Supplied entries:
============

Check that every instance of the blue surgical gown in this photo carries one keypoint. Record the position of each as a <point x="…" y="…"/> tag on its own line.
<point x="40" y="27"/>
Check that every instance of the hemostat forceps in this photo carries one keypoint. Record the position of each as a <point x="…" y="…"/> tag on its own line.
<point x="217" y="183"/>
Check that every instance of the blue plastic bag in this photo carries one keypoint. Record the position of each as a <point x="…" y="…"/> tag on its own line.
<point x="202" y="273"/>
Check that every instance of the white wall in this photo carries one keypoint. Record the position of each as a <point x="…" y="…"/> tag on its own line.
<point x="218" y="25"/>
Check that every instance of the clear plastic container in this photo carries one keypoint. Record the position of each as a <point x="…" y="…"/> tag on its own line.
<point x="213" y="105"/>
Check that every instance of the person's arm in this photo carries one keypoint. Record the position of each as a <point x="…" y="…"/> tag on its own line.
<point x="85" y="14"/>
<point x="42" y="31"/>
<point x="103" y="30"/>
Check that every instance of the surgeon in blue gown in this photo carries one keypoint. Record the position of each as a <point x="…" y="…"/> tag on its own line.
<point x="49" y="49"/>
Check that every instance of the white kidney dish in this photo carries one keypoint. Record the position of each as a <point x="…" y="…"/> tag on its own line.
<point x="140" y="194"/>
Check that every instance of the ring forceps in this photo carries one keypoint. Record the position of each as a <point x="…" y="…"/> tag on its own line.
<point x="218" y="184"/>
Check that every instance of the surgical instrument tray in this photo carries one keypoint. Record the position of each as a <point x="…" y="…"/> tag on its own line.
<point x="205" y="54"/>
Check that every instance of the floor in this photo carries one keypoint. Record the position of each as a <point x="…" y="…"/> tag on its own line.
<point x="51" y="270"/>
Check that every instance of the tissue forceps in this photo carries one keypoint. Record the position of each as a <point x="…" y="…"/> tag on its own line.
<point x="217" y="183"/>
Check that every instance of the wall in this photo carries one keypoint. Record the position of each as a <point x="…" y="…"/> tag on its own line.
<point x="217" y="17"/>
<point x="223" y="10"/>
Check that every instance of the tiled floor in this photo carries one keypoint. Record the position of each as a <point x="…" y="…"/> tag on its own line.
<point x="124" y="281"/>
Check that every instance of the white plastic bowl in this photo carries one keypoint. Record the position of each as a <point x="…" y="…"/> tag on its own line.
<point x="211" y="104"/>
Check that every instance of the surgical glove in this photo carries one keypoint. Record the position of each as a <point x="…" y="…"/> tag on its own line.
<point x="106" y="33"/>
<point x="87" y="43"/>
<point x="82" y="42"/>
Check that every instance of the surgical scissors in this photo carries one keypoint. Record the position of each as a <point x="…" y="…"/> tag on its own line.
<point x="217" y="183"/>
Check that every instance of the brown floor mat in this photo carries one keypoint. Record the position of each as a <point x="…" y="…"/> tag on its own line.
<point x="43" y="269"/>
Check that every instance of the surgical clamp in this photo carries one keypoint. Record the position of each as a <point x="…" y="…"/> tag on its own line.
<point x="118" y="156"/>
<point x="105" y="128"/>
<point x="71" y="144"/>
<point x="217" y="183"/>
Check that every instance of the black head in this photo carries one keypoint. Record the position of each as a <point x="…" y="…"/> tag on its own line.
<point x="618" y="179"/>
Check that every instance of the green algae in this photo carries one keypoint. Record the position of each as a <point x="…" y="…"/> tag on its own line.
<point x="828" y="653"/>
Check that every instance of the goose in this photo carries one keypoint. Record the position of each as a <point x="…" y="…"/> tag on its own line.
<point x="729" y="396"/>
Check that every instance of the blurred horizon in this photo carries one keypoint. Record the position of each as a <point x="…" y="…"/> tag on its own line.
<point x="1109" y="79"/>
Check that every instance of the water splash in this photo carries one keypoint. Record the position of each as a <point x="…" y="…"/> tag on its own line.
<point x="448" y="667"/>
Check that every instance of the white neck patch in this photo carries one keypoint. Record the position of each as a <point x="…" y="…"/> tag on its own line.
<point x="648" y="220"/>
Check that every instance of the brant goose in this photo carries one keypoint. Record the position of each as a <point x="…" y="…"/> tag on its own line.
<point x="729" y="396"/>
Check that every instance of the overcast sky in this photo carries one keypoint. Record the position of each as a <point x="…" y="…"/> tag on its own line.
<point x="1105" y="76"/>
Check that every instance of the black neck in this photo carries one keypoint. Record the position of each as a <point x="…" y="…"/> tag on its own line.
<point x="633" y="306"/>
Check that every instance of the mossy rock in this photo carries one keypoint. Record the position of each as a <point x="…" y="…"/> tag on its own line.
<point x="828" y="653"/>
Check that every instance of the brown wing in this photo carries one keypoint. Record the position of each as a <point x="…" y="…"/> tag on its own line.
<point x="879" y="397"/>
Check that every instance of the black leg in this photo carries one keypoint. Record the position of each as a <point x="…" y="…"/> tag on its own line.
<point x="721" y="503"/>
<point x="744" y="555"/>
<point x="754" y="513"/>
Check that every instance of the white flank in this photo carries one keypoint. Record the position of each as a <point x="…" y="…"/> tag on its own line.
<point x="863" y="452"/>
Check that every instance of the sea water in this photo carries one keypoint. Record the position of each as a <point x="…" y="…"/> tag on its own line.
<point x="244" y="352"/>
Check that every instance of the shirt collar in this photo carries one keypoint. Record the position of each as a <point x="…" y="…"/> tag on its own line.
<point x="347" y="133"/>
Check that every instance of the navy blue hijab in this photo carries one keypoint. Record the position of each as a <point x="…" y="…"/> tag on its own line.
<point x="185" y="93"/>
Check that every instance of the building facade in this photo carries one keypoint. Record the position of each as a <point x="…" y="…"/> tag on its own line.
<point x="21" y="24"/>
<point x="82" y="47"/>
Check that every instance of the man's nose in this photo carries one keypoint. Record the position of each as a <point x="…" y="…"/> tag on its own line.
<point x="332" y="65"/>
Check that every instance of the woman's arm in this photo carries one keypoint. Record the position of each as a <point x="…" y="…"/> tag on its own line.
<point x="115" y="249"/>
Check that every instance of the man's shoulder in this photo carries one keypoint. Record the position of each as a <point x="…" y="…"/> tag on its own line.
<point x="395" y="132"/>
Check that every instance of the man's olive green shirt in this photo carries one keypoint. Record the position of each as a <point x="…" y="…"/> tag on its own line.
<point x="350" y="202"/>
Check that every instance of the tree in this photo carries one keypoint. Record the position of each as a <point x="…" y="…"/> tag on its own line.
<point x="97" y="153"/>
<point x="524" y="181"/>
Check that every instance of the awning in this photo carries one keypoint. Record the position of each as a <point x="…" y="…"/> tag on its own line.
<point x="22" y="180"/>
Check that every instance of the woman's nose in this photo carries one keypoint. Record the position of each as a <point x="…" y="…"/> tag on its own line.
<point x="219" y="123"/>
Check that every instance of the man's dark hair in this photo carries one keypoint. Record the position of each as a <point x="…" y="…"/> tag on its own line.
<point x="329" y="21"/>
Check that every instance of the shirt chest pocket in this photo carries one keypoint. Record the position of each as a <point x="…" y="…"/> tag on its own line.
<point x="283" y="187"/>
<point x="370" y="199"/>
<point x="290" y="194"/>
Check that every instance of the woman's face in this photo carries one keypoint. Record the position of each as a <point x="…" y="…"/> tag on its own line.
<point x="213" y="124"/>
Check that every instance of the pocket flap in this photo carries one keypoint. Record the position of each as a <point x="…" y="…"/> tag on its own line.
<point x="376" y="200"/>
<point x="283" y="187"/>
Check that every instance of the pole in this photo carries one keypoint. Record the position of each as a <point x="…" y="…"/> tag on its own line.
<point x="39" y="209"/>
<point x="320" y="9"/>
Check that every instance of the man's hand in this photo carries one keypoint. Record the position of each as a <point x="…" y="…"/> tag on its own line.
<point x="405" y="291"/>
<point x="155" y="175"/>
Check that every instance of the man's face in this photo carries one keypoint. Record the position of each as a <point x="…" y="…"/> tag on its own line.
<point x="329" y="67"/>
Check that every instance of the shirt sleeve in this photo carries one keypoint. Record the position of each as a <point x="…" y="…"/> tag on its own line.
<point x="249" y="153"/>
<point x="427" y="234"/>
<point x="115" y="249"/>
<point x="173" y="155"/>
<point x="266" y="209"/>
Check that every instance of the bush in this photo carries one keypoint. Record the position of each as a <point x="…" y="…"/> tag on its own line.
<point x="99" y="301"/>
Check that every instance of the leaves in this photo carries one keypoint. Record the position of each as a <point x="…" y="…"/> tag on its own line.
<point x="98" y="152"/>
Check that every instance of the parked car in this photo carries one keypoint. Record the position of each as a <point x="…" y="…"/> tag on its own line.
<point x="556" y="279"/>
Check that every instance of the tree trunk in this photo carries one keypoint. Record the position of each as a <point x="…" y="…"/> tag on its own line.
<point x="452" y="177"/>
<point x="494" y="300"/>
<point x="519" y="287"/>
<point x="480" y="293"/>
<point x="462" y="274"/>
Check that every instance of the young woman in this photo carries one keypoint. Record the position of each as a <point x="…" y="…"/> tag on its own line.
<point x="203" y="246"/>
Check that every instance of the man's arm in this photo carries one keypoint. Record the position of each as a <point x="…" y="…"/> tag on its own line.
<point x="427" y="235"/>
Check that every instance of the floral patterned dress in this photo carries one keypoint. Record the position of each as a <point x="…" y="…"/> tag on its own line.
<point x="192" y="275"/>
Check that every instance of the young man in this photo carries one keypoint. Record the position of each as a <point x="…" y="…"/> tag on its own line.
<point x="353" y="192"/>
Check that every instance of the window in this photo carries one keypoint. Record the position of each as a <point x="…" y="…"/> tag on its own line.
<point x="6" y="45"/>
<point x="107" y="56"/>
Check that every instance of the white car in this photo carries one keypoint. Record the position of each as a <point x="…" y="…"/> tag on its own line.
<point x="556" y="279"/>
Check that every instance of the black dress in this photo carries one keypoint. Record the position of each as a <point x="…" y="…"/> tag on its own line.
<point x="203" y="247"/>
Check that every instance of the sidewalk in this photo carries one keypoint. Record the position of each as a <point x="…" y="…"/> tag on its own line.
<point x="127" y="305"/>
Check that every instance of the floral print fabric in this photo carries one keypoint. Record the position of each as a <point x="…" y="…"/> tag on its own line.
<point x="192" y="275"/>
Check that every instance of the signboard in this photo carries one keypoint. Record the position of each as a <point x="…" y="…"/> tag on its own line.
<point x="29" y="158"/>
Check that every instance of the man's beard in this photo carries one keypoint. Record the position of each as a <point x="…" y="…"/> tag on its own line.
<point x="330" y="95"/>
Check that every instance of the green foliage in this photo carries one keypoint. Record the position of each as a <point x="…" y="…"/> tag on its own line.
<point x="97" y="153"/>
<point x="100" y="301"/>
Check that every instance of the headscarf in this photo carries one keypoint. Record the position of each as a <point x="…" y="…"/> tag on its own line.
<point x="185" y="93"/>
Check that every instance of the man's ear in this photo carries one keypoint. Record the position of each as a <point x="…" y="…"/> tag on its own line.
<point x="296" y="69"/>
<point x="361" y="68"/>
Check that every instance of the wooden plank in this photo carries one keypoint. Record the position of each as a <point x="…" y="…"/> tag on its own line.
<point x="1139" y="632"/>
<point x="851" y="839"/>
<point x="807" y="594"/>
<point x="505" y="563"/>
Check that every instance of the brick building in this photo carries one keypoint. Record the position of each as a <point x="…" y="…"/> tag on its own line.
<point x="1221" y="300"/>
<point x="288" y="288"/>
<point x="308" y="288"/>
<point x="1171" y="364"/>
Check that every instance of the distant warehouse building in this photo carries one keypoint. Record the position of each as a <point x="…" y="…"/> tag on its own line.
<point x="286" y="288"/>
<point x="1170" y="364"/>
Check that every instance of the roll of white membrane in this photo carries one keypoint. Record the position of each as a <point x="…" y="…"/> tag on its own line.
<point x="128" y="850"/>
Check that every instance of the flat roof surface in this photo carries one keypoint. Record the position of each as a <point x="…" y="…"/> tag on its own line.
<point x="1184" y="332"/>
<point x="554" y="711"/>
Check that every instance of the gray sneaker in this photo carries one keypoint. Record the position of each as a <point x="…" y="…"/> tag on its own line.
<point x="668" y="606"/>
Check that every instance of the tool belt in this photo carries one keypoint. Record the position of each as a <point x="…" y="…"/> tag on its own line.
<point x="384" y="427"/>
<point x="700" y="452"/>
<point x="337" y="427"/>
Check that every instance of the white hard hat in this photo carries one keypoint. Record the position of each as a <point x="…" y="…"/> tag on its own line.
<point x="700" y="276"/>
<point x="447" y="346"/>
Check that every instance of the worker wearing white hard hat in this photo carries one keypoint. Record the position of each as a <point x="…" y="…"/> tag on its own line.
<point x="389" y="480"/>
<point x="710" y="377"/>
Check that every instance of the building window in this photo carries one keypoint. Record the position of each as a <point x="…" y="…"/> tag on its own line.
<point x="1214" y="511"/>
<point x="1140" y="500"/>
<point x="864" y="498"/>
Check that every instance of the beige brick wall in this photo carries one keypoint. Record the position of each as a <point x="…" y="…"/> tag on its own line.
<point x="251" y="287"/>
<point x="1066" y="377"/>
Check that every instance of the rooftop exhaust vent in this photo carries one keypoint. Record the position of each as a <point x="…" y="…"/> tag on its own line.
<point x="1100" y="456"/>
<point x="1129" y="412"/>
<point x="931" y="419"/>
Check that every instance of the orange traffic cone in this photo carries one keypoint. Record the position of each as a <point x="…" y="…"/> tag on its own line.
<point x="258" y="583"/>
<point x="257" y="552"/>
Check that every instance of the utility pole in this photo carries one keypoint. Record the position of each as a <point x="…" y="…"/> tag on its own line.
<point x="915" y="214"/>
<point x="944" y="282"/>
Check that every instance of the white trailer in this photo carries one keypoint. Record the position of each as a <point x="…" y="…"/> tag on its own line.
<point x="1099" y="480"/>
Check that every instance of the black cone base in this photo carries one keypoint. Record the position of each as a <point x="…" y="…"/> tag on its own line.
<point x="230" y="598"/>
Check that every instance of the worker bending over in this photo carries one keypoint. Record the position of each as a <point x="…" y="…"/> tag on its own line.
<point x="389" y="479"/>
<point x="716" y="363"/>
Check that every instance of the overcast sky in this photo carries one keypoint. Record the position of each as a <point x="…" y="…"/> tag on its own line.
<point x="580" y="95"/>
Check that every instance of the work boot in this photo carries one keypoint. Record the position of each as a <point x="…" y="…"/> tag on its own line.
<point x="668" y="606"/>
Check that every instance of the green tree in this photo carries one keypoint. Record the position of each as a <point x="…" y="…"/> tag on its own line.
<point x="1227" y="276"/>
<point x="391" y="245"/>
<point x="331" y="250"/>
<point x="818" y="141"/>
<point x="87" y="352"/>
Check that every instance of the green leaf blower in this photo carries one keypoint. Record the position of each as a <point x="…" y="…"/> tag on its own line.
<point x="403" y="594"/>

============

Task details: What is needed is an exact copy of the line containing "Check that every instance of the green tree" and each line after it, through the final line of the entries above.

Solution:
Check that every instance of the green tree in this photo carries one keypoint. Record the position of each as a <point x="…" y="…"/> tag on its own line.
<point x="1227" y="276"/>
<point x="391" y="245"/>
<point x="331" y="250"/>
<point x="818" y="141"/>
<point x="87" y="352"/>
Check that every instance of the green leaf blower in this photo carries one keypoint. Record the position of each as a <point x="…" y="…"/> tag on its own line.
<point x="403" y="594"/>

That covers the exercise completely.